Approximately half of the $0.10 guidance beat in transportation and gathering expense is from the reclassification of this expense from the transportation line to the brokerage line. The other half of the guidance beat was due to actual better than projected cost performance. Now, thanks to the efforts of our marketing team, a significant portion of the excess capacity expense we booked to the brokerage expense line was eliminated by remarketing the capacity to others, and we believe that we will be able to cover this cost in the third quarter until we need the capacity in the future. Please reference our second-quarter earnings release for additional detailed expense item guidance for the upcoming third quarter.
The balance sheet was significantly strengthened during the second quarter through $146 million in asset sale proceeds, $171 million in net income and retirement of $300 million in high-cost 8% debt. These actions reduced our debt-to-book capitalization ratio from 57% at year end to 48% and our debt-to-EBITDAX ratio from 2.8 times to 2.4 at June 30. Our leverage is no longer an outlier for a BB-rated company and we have accomplished our goal of reducing leverage. With annual cash flow projected to increase faster than debt, based on current prices our debt-to-EBITDAX ratio should decline below 2 times within two years.

_ _ _ _

**Set exercise A:**
Decide whether each statement below agrees with the earnings remarks above. For each one, answer yes or no and quote the exact words of the remarks that settle it. (i) The second-quarter asset sales brought in $146 million. (ii) The debt-to-book capitalization ratio fell to 43%. (iii) The entire $0.10 guidance beat came from better than projected cost performance.

_ _ _ _

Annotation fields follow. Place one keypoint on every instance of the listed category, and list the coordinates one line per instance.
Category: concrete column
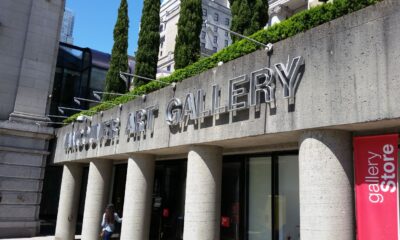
(69, 202)
(203, 193)
(97, 192)
(326, 185)
(138, 191)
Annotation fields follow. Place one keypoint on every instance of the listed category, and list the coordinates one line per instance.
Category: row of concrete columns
(326, 195)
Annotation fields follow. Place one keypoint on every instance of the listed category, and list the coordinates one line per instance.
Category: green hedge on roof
(298, 23)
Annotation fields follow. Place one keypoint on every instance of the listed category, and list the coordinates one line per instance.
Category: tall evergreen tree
(149, 41)
(259, 16)
(119, 54)
(248, 16)
(241, 17)
(187, 44)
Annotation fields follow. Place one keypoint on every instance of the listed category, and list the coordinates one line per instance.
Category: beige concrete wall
(350, 82)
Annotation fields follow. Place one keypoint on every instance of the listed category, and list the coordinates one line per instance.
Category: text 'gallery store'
(301, 142)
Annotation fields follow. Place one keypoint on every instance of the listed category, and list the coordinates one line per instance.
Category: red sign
(376, 187)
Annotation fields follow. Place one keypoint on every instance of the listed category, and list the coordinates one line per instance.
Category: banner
(376, 187)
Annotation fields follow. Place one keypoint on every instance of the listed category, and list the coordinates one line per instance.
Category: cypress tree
(241, 16)
(248, 16)
(187, 44)
(119, 54)
(149, 41)
(259, 16)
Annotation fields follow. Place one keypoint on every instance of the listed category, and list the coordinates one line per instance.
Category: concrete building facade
(67, 27)
(29, 34)
(265, 141)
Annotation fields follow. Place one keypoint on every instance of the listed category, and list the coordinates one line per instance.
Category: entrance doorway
(168, 206)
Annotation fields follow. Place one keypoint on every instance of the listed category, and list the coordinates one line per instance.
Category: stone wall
(349, 81)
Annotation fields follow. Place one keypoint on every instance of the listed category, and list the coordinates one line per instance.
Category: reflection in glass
(287, 202)
(259, 199)
(230, 208)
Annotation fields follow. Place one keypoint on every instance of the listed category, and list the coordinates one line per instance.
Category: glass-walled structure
(260, 197)
(79, 72)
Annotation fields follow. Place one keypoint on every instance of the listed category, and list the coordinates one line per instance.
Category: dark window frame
(244, 160)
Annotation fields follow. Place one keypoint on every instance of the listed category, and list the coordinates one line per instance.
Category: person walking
(108, 222)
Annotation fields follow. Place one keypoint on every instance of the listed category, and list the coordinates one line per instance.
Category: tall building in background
(67, 28)
(212, 39)
(29, 36)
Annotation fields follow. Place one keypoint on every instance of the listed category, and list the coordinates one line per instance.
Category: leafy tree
(187, 44)
(119, 54)
(241, 17)
(149, 41)
(248, 16)
(259, 16)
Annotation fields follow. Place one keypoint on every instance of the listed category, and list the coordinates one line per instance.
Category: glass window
(260, 198)
(287, 203)
(216, 17)
(203, 35)
(230, 199)
(227, 21)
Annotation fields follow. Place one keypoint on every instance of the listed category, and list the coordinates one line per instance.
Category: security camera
(82, 118)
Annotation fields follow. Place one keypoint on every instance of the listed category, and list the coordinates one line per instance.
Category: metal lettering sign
(244, 91)
(248, 90)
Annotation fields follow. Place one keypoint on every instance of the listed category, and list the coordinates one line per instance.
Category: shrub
(298, 23)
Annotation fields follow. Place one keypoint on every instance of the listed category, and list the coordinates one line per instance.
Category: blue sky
(95, 20)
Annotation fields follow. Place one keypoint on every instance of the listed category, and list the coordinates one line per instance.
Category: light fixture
(45, 123)
(78, 99)
(96, 94)
(56, 116)
(82, 118)
(61, 109)
(141, 77)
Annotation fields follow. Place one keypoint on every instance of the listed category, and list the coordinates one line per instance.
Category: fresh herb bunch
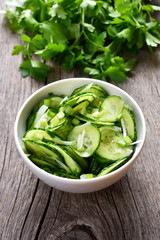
(92, 34)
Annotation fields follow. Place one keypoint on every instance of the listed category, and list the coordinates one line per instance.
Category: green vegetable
(92, 34)
(69, 144)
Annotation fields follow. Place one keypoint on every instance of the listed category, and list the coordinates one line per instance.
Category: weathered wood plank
(29, 209)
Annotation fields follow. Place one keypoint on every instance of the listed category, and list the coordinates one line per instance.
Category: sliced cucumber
(42, 135)
(108, 149)
(87, 137)
(55, 101)
(43, 163)
(92, 88)
(112, 167)
(130, 124)
(110, 109)
(73, 100)
(80, 160)
(80, 106)
(93, 120)
(56, 122)
(42, 149)
(69, 161)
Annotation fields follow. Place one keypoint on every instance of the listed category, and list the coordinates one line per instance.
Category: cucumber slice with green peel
(110, 109)
(92, 88)
(81, 161)
(81, 106)
(69, 161)
(129, 123)
(42, 163)
(55, 101)
(41, 135)
(108, 149)
(73, 100)
(56, 123)
(93, 120)
(87, 137)
(95, 89)
(42, 149)
(112, 167)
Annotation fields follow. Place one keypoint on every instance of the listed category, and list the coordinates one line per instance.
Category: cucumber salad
(86, 135)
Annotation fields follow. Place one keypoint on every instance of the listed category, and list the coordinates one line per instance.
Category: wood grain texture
(29, 209)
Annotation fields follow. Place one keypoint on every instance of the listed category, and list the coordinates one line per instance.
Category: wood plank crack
(44, 214)
(33, 197)
(124, 238)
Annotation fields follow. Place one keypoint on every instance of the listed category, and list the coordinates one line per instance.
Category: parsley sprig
(92, 34)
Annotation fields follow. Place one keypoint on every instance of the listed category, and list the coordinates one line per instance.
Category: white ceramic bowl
(66, 87)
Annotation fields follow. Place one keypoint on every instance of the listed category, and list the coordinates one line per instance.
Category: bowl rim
(69, 180)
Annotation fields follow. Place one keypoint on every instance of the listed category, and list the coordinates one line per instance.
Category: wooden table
(29, 209)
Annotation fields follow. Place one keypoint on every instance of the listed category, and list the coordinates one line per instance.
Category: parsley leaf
(35, 69)
(95, 35)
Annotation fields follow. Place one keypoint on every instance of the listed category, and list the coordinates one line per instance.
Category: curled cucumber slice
(87, 137)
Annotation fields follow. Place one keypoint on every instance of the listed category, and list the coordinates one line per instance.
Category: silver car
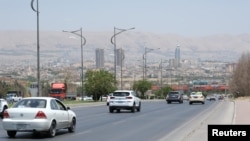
(124, 99)
(3, 106)
(38, 114)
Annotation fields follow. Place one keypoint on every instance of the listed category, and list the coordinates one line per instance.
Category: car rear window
(173, 93)
(121, 94)
(31, 103)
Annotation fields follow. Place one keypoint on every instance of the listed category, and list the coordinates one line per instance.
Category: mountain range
(20, 47)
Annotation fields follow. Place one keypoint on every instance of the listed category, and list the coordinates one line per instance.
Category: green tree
(163, 92)
(142, 86)
(98, 83)
(240, 84)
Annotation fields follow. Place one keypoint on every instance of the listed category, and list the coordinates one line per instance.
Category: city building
(120, 56)
(177, 56)
(99, 58)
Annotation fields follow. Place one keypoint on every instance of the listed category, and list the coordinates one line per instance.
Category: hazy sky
(184, 17)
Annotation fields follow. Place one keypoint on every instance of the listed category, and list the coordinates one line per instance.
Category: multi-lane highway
(157, 121)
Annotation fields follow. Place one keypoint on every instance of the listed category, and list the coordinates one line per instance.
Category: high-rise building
(99, 58)
(177, 56)
(120, 57)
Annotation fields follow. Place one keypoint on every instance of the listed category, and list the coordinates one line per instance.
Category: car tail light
(41, 115)
(6, 114)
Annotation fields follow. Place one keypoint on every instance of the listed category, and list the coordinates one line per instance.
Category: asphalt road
(157, 121)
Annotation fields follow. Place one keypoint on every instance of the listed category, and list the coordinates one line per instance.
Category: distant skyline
(182, 17)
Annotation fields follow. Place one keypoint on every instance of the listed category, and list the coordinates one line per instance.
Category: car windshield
(121, 94)
(31, 103)
(197, 93)
(173, 93)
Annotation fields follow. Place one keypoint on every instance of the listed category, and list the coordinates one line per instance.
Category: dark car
(174, 96)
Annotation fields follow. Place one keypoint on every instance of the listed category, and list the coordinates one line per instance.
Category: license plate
(21, 126)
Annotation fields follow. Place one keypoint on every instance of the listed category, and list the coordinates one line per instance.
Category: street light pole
(113, 41)
(144, 58)
(38, 47)
(83, 42)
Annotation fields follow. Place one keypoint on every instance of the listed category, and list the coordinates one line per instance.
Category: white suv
(124, 99)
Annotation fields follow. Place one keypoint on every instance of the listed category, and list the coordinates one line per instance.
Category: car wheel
(133, 108)
(72, 125)
(52, 129)
(111, 110)
(139, 107)
(11, 134)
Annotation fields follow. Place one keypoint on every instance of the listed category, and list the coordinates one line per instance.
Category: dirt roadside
(242, 111)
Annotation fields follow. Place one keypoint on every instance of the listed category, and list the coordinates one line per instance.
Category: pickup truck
(13, 97)
(3, 106)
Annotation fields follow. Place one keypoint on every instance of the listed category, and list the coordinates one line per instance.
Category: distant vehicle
(38, 114)
(108, 98)
(13, 97)
(220, 97)
(185, 97)
(124, 99)
(58, 90)
(3, 106)
(196, 97)
(211, 98)
(174, 96)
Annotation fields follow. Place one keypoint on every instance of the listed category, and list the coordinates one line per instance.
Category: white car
(38, 114)
(196, 97)
(3, 106)
(124, 99)
(108, 98)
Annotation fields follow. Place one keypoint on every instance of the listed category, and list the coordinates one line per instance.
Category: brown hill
(20, 46)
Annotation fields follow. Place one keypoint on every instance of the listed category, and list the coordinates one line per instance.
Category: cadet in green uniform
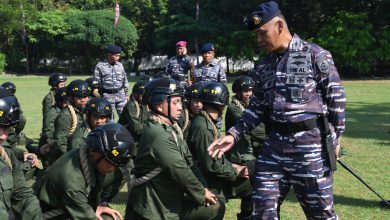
(56, 81)
(224, 178)
(98, 112)
(46, 139)
(134, 113)
(165, 185)
(14, 193)
(247, 148)
(70, 118)
(76, 179)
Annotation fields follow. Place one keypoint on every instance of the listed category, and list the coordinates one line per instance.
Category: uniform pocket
(6, 182)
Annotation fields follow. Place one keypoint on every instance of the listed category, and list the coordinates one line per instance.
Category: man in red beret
(180, 65)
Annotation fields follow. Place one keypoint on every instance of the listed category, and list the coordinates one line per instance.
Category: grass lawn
(366, 141)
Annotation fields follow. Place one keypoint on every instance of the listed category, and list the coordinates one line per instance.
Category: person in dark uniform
(209, 70)
(298, 94)
(113, 79)
(94, 83)
(56, 81)
(181, 65)
(247, 149)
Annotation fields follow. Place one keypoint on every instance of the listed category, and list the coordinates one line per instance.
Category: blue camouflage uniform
(293, 90)
(178, 67)
(212, 72)
(114, 83)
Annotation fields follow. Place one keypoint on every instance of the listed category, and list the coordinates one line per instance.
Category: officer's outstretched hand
(210, 198)
(220, 146)
(108, 211)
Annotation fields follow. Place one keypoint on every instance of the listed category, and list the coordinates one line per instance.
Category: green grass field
(366, 141)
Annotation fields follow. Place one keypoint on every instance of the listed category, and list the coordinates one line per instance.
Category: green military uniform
(114, 181)
(62, 133)
(219, 173)
(248, 147)
(164, 196)
(134, 117)
(66, 187)
(48, 128)
(48, 101)
(14, 191)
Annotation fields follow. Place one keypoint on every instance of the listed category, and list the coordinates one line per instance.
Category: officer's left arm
(332, 91)
(25, 204)
(125, 82)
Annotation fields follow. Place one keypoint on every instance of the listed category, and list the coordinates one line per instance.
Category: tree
(349, 38)
(91, 31)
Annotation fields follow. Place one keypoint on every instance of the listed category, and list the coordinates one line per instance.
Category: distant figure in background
(180, 65)
(209, 70)
(113, 79)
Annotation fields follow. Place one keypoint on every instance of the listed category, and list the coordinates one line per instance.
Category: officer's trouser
(191, 211)
(300, 160)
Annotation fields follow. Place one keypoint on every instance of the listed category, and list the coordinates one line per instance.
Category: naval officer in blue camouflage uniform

_ _ _ _

**Set exercise B:**
Identify every line of the entries that contains the string "light", and copy each one. Case counts.

**Answer A:**
(i) Yes: "$146 million in asset sale proceeds"
(ii) No: "from 57% at year end to 48%"
(iii) No: "Approximately half of the $0.10 guidance beat in transportation and gathering expense is from the reclassification of this expense from the transportation line to the brokerage line."

**Answer B:**
Category: light fixture
Category: car tail light
Category: street light pole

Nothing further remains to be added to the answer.